• _本文抜粋_
━━━━━━━━
見出し画像

目標達成のための行動計画(アクションプラン)を考える際に有用なコーチングで利用されるGROWモデル

いくら素晴らしい目標を掲げたとしても、その目標達成に必要な行動計画(アクションプラン)まで考えなければ達成は難しいと考えます。有名なファシリテーションをベースとしたコーチングの方法としてGROWモデルがあります。このGROWモデルは、目標を具体化し、行動できる内容に落とし込む手法ですので、もちろん会社等の組織において、部門メンバーの行動計画を策定する際のコーチングとしてだけでなく、セルフコーチングとして、目標達成に向けやるべきことを具体化する方法にも利用できます。

行動計画の重要性とGROWモデルの有用性

目標達成における行動計画の重要性は、ネルソン・マンデラ氏の名言にて良く表されていると思います。

Vision without action is just a dream, action without vision just passes the time, and vision with action can change the world.
行動のないビジョンは、ただの夢、ビジョンのない行動は、時間の無駄、行動の伴ったビジョンによってこそ世界を変えられる。

このように、ネルソン・マンデラ氏は、どんな目標を掲げたとしても、それを実現する行動計画を考えなければ、それは、目標ではなく、ただの夢であると言いました。よって、目標設定を行うということは、目標の設定だけでなく行動計画の策定も含まれる必要があると考えます。

GROWモデルの良い点は、目標に対し、いきなり行動を考えるのではなく、まず、現状を認識し、目標と現状との間のギャップを把握し、その後、可能な選択肢を考えるというステップが間に入ることだと思います。現状を分析することにより、足りないことがよりクリアになり、さらに、実現性よりも可能性を重視し、取り得ることできる選択肢をより多く考えることで、より多角的に目標の達成に対する手段を考えることができるようになります。
━━━━━━━━
写真に基づく点ラベリングデータ
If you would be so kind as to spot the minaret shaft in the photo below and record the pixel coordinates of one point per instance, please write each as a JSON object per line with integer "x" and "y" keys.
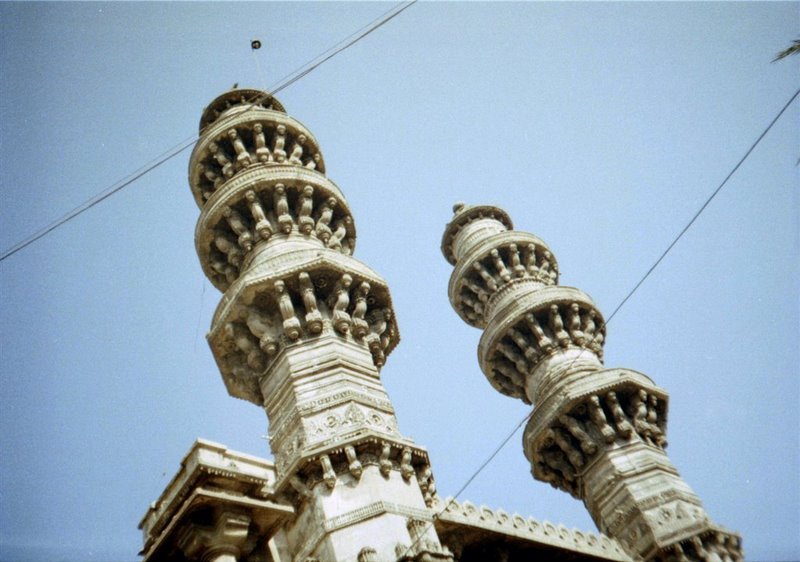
{"x": 302, "y": 330}
{"x": 597, "y": 433}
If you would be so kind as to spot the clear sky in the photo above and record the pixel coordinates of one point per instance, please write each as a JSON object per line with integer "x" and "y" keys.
{"x": 599, "y": 127}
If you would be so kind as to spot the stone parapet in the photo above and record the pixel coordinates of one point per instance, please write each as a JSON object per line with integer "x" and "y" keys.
{"x": 598, "y": 434}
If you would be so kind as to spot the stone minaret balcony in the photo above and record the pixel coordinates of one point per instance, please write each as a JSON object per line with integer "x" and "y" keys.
{"x": 598, "y": 434}
{"x": 302, "y": 330}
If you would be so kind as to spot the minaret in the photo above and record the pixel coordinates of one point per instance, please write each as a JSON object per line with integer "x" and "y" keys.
{"x": 302, "y": 330}
{"x": 598, "y": 434}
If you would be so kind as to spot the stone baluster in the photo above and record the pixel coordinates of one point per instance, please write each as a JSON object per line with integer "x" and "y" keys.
{"x": 291, "y": 325}
{"x": 500, "y": 266}
{"x": 296, "y": 156}
{"x": 313, "y": 316}
{"x": 243, "y": 158}
{"x": 222, "y": 159}
{"x": 263, "y": 227}
{"x": 228, "y": 247}
{"x": 305, "y": 209}
{"x": 260, "y": 142}
{"x": 322, "y": 228}
{"x": 261, "y": 328}
{"x": 235, "y": 221}
{"x": 281, "y": 205}
{"x": 517, "y": 268}
{"x": 557, "y": 326}
{"x": 360, "y": 325}
{"x": 279, "y": 144}
{"x": 340, "y": 298}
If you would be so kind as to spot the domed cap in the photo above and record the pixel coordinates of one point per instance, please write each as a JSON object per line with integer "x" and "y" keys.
{"x": 465, "y": 214}
{"x": 241, "y": 98}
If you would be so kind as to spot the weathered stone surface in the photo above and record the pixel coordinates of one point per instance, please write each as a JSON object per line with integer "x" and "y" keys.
{"x": 599, "y": 434}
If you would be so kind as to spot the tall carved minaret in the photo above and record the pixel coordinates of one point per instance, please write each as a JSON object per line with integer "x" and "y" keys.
{"x": 598, "y": 434}
{"x": 302, "y": 330}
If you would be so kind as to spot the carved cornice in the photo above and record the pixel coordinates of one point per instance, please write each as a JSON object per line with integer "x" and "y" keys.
{"x": 356, "y": 516}
{"x": 529, "y": 529}
{"x": 279, "y": 134}
{"x": 233, "y": 98}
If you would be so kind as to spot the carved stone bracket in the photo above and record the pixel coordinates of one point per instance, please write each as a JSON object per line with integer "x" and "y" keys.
{"x": 263, "y": 206}
{"x": 270, "y": 314}
{"x": 243, "y": 137}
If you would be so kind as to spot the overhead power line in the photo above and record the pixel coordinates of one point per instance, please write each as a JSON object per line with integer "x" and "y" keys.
{"x": 168, "y": 154}
{"x": 519, "y": 424}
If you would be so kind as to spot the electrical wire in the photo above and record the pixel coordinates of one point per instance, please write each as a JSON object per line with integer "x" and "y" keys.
{"x": 605, "y": 323}
{"x": 168, "y": 154}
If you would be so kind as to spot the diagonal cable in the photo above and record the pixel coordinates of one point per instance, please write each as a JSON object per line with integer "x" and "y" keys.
{"x": 183, "y": 145}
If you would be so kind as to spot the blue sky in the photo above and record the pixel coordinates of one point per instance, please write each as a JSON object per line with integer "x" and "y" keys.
{"x": 599, "y": 127}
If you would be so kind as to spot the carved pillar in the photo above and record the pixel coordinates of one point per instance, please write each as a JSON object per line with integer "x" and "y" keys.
{"x": 303, "y": 329}
{"x": 598, "y": 434}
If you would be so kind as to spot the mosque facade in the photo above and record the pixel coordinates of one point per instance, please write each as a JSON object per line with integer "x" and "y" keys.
{"x": 302, "y": 331}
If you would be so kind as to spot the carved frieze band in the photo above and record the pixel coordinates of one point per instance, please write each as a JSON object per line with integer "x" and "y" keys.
{"x": 511, "y": 350}
{"x": 561, "y": 452}
{"x": 288, "y": 416}
{"x": 351, "y": 457}
{"x": 496, "y": 266}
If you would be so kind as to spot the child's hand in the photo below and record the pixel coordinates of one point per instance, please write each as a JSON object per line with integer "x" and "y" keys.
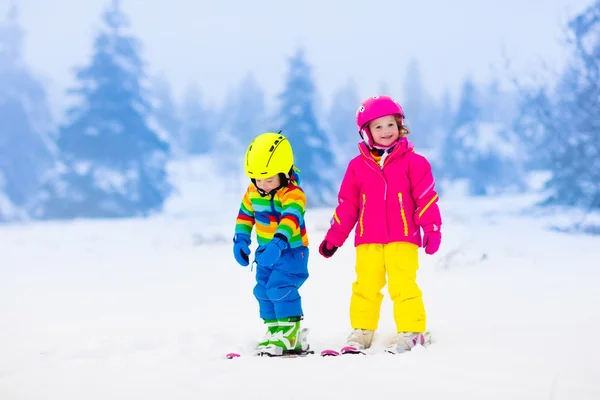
━━━━━━━━
• _指示_
A: GROWモデルについての本文抜粋では、目標に対していきなり行動を考えず、現状の認識とギャップの把握を間に挟むことにどのような利点があるとされているか、一文から三文で説明してください。
B: 上のエントリーから、文字列「below」を含む行をすべて見つけ、一行ずつそのまま書き写してください。

• _解答_
A: 現状を分析することで、足りないことがよりクリアになるとされています。さらに、実現性よりも可能性を重視して取り得る選択肢をより多く考えることで、目標達成の手段をより多角的に考えられるようになると述べられています。

B:
If you would be so kind as to spot the minaret shaft in the photo below and record the pixel coordinates of one point per instance, please write each as a JSON object per line with integer "x" and "y" keys.
If you would be so kind as to spot the child's hand in the photo below and record the pixel coordinates of one point per instance, please write each as a JSON object per line with integer "x" and "y" keys.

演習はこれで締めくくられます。